■ **Text excerpt**:

-*-

Camden Council secures two rogue landlord banning orders
Camden Council has secured banning orders against rogue property agents who were previously fined over £70,000 for letting an unlicensed and unsafe home in King’s Cross.
Simple Properties Management Ltd and the company’s Director, Miguel Cabeo Cespedes, 50, of Windsor Ave, SW19, were given banning orders prohibiting them from letting any housing and engaging in letting agency or property management work in England.
The judgement was given yesterday (May 25) following an online hearing held on Friday (May 21).
The company received a ban for five years and Mr Cabeo Cespedes for three years. Mr Cabeo Cespedes is also banned from being involved in any company that carries out letting or property management work for that period.
The banning orders will take effect in six months’ time and if breached, penalties can include imprisonment for up to 51 weeks or a court fine, or both or a Civil Financial Penalty of up to £30,000.
The judgement follows a previous hearing at Highbury Corner Magistrates Court held on February 6, 2020, which found Simple Properties Management Ltd and Mr Cabeo Cespedes guilty of operating an unlicensed HMO and breaching safety regulations resulting in penalties that included a £40,000 fine for the business and a £30,000 fine for Mr Cabeo Cespedes.

-*-

■ **Recorded information**:
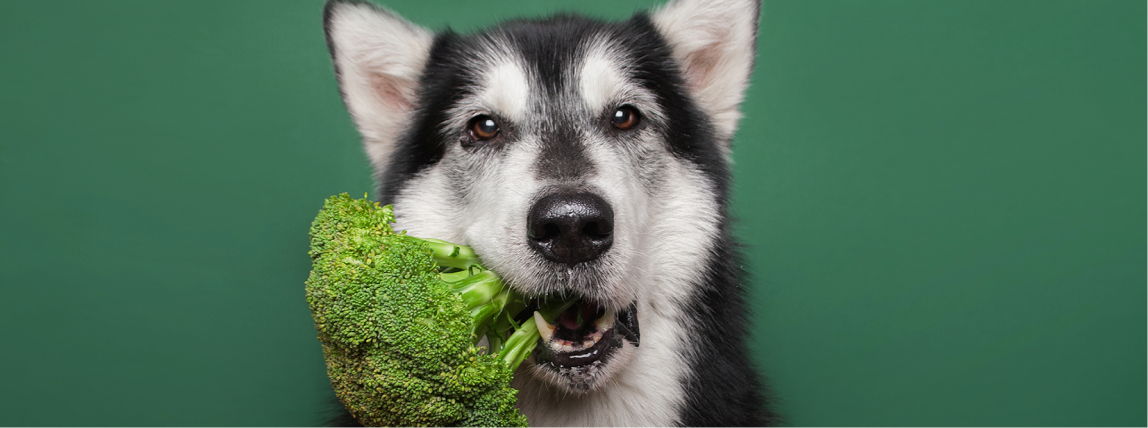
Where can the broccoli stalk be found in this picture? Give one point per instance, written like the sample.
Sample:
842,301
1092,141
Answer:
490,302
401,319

-*-

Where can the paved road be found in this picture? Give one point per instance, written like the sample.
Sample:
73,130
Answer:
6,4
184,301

-*-

■ **Requirement 1**:
Copy the part of the Camden Council banning orders report starting with "Simple Properties Management Ltd and the" and going on through "Friday (May 21).".
■ **Requirement 2**:
Continue the report on Camden Council's banning orders from the point where it stops.

■ **Output 1**:
Simple Properties Management Ltd and the company’s Director, Miguel Cabeo Cespedes, 50, of Windsor Ave, SW19, were given banning orders prohibiting them from letting any housing and engaging in letting agency or property management work in England.
The judgement was given yesterday (May 25) following an online hearing held on Friday (May 21).

■ **Output 2**:
Camden Council has now secured three of four banning orders issued in London, including the capital’s first ever rogue landlord banning order.
This case was brought to Court after Council Officers carried out several visits to an Acton Street property in May 2019 and identified it as an unlicensed House in Multiple Occupation (HMO) with numerous safety issues.
Officers found that the flat’s kitchen diner had been improperly partitioned to make the two bed flat a four bedroom property that was home to five residents, damaged wiring to a washing machine was left exposed in the property’s bathroom and both the fire alarms and fire escapes from the property were found to be inadequate.
Homes in Multiple Occupation include flat shares, student homes, bedsits and some buildings that have been converted into flats. Homes that contain occupiers that form two or more households are classed as HMOs and require a licence in Camden. In December 2020 Camden renewed its landlord licensing scheme for a further five years.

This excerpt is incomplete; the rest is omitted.